→ WHAT THE TASK REQUIRES:
Write the listing below out again exactly, dropping the images.

→ INFORMATION SUPPLIED:

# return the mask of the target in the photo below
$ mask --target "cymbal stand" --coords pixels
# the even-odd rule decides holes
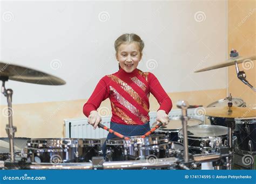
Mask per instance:
[[[238,68],[238,65],[237,63],[237,61],[235,61],[235,70],[237,71],[237,77],[239,79],[244,83],[250,87],[253,91],[256,91],[256,88],[252,86],[249,82],[246,79],[246,74],[245,72],[244,71],[239,71],[239,68]]]
[[[8,104],[8,119],[9,124],[6,125],[5,130],[8,137],[9,138],[10,144],[10,152],[11,154],[11,161],[14,162],[15,161],[14,157],[14,133],[17,131],[16,126],[14,126],[12,125],[12,108],[11,105],[12,97],[14,91],[11,89],[5,89],[5,81],[8,81],[8,77],[0,76],[0,80],[3,81],[3,84],[2,86],[1,93],[4,94],[4,96],[7,98],[7,103]]]

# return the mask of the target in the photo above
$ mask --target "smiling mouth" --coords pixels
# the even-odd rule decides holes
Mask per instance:
[[[133,66],[133,64],[132,64],[132,65],[126,65],[126,64],[124,64],[124,65],[125,65],[126,66],[131,67],[131,66]]]

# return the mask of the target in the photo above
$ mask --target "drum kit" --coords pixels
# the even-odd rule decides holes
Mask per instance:
[[[235,65],[239,79],[255,90],[245,79],[244,72],[239,70],[238,64],[245,60],[255,60],[256,55],[239,57],[232,51],[231,56],[223,63],[195,72]],[[12,80],[46,85],[63,85],[65,82],[20,66],[0,62],[0,68],[2,93],[7,98],[9,113],[8,138],[0,138],[2,169],[198,169],[205,163],[211,164],[212,167],[208,168],[211,169],[255,168],[253,159],[250,167],[242,167],[235,161],[244,155],[253,159],[256,155],[256,109],[246,107],[242,100],[231,95],[204,108],[204,115],[211,122],[209,125],[188,117],[187,109],[195,107],[185,101],[177,104],[181,111],[180,117],[170,118],[166,125],[154,123],[153,128],[142,136],[126,137],[99,124],[99,128],[119,137],[107,141],[103,157],[103,142],[98,139],[15,138],[13,91],[5,89],[5,82]]]

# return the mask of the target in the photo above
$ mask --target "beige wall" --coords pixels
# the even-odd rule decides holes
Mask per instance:
[[[241,56],[256,54],[256,1],[255,0],[228,2],[228,50],[237,49]],[[256,62],[239,65],[240,70],[246,73],[247,80],[256,87]],[[253,67],[254,66],[254,67]],[[245,69],[246,68],[249,69]],[[256,104],[256,93],[237,77],[234,66],[228,67],[228,93],[243,99],[247,107]]]
[[[205,91],[174,93],[169,94],[173,103],[173,108],[178,100],[187,100],[191,104],[201,104],[206,106],[226,96],[225,89]],[[65,118],[81,117],[84,116],[82,108],[86,100],[80,100],[65,102],[56,102],[14,105],[14,124],[17,126],[16,137],[31,138],[63,137]],[[150,110],[156,111],[159,105],[154,97],[150,98]],[[100,107],[110,109],[109,100],[103,102]],[[0,107],[3,112],[5,107]],[[110,110],[111,112],[111,110]],[[102,112],[103,113],[103,112]],[[5,131],[8,118],[1,118],[0,137],[6,137]]]
[[[256,9],[255,1],[228,1],[228,50],[237,49],[240,55],[255,54],[256,52]],[[253,10],[253,11],[252,11]],[[251,15],[250,12],[252,12]],[[250,16],[248,16],[250,15]],[[246,21],[241,23],[246,18]],[[256,86],[255,68],[254,67],[245,70],[240,65],[240,70],[244,70],[247,79],[252,85]],[[228,68],[228,90],[233,96],[242,98],[247,106],[256,104],[255,93],[242,83],[237,78],[234,67]],[[193,91],[169,94],[173,101],[174,108],[178,100],[186,100],[191,104],[202,104],[205,107],[210,103],[225,98],[226,89]],[[2,96],[2,97],[3,97]],[[150,110],[156,111],[159,105],[156,99],[151,96]],[[14,105],[14,125],[17,127],[16,137],[32,138],[64,137],[63,119],[80,117],[84,115],[82,107],[86,100],[55,102]],[[110,108],[108,100],[103,102],[101,107]],[[0,106],[1,112],[5,108]],[[0,137],[6,137],[5,124],[8,118],[0,116]]]

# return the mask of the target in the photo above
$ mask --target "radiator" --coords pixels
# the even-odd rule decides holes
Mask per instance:
[[[150,118],[150,124],[152,126],[152,124],[156,122],[157,112],[150,112],[149,114]],[[172,110],[169,115],[170,118],[179,117],[181,115],[181,110],[179,109]],[[196,116],[194,109],[189,109],[187,111],[187,115],[204,122],[205,117],[204,116],[201,117]],[[102,123],[110,128],[111,118],[111,116],[102,117]],[[109,133],[107,131],[98,128],[94,130],[92,126],[88,124],[87,119],[86,117],[65,119],[65,137],[99,139],[107,137]]]

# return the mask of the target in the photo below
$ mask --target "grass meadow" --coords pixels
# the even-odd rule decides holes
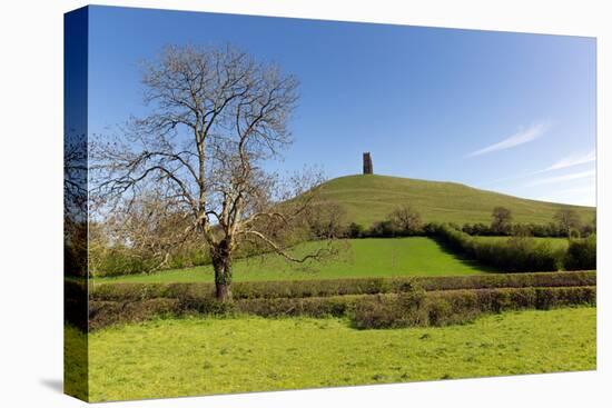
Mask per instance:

→ WORKED SOLUTION:
# return the mask of the target in the photo below
$ mask --target "cymbal stand" --coords pixels
# the even-odd rule decides holes
Mask per instance:
[[[238,68],[238,65],[237,63],[237,61],[235,61],[235,70],[237,71],[237,77],[239,79],[244,83],[250,87],[253,91],[256,91],[256,88],[252,86],[249,82],[246,79],[246,74],[245,72],[244,71],[239,71],[239,68]]]
[[[8,104],[8,119],[9,124],[6,125],[5,130],[8,137],[9,138],[10,144],[10,152],[11,154],[11,161],[14,162],[15,161],[14,157],[14,133],[17,131],[16,126],[14,126],[12,125],[12,108],[11,105],[12,97],[14,91],[11,89],[5,89],[5,81],[8,81],[8,77],[0,76],[0,80],[3,81],[3,84],[2,86],[1,93],[4,94],[4,96],[7,98],[7,103]]]

# return the mask of the target in the photo above
$ mask --target "smiling mouth" --coords pixels
# the even-odd rule decides holes
Mask per instance:
[[[133,66],[133,64],[132,64],[132,65],[126,65],[126,64],[124,64],[124,65],[125,65],[126,66],[131,67],[131,66]]]

# return the mask of the target in the photo above
$ mask --target "drum kit" --coords pixels
# the even-odd rule decides holes
Mask per instance:
[[[235,65],[239,79],[255,90],[245,79],[244,72],[239,70],[238,64],[245,60],[255,60],[256,55],[239,57],[232,51],[231,56],[223,63],[195,72]],[[12,80],[46,85],[63,85],[65,82],[20,66],[0,62],[0,68],[2,93],[7,98],[9,113],[8,138],[0,138],[2,169],[198,169],[205,163],[211,164],[212,167],[208,168],[211,169],[255,168],[253,159],[250,167],[242,167],[235,161],[244,155],[253,159],[256,155],[256,109],[246,107],[242,100],[231,95],[204,108],[204,115],[211,122],[209,125],[188,117],[187,109],[195,107],[185,101],[177,104],[181,111],[180,117],[170,118],[166,125],[154,123],[153,128],[142,136],[126,137],[99,124],[99,128],[119,137],[107,141],[103,157],[103,142],[98,139],[15,138],[13,91],[5,89],[5,82]]]

# return the mask of the target in the photo above
$ mask --target "beige wall" --coords pixels
# the even-odd rule decides holes
Mask per instance:
[[[241,56],[256,54],[256,1],[255,0],[228,2],[228,50],[237,49]],[[256,62],[239,65],[240,70],[246,73],[247,80],[256,87]],[[253,67],[254,66],[254,67]],[[245,69],[246,68],[249,69]],[[256,104],[256,93],[237,77],[234,66],[228,67],[228,93],[243,99],[247,107]]]
[[[205,91],[174,93],[169,94],[173,103],[173,108],[178,100],[187,100],[191,104],[201,104],[206,106],[226,96],[225,89]],[[65,118],[81,117],[84,116],[82,108],[86,100],[80,100],[65,102],[56,102],[14,105],[14,124],[17,126],[16,137],[31,138],[63,137]],[[150,110],[156,111],[159,105],[154,97],[150,98]],[[100,107],[110,109],[109,100],[103,102]],[[0,107],[3,112],[5,107]],[[110,110],[111,112],[111,110]],[[102,112],[103,113],[103,112]],[[5,131],[8,118],[1,118],[0,137],[6,137]]]
[[[256,9],[255,1],[228,1],[228,50],[237,49],[240,55],[255,54],[256,52]],[[253,10],[253,11],[252,11]],[[251,15],[250,12],[252,12]],[[250,16],[248,16],[250,15]],[[246,21],[241,23],[246,18]],[[256,86],[255,68],[254,67],[245,70],[240,65],[240,70],[244,70],[247,79],[252,85]],[[228,68],[228,90],[233,96],[242,98],[247,106],[256,104],[255,93],[242,83],[237,78],[234,67]],[[193,91],[169,94],[173,101],[174,108],[178,100],[186,100],[191,104],[202,104],[205,107],[210,103],[225,98],[226,89]],[[2,96],[2,97],[3,97]],[[150,110],[156,111],[159,105],[156,99],[151,96]],[[14,105],[14,125],[17,127],[16,137],[32,138],[64,137],[63,119],[80,117],[84,115],[82,107],[86,100],[55,102]],[[110,108],[108,100],[103,102],[101,107]],[[0,106],[1,112],[5,108]],[[0,137],[6,137],[5,124],[8,118],[0,116]]]

# return the mask of the target in the photo above
$ mask --target "radiator" --coords pixels
# the even-odd rule decides holes
Mask per instance:
[[[150,118],[150,124],[152,126],[152,124],[156,122],[157,112],[150,112],[149,114]],[[172,110],[169,115],[170,118],[179,117],[181,115],[181,110],[179,109]],[[196,116],[194,109],[189,109],[187,111],[187,115],[204,122],[205,117],[204,116],[201,117]],[[102,123],[110,128],[111,118],[111,116],[102,117]],[[109,133],[107,131],[98,128],[94,130],[92,126],[88,124],[87,119],[86,117],[65,119],[65,137],[99,139],[107,137]]]

# return the mask of the target in the photo below
$ mask --target "grass meadow" --coords pixels
# the even-odd rule decides holes
Mask per instance:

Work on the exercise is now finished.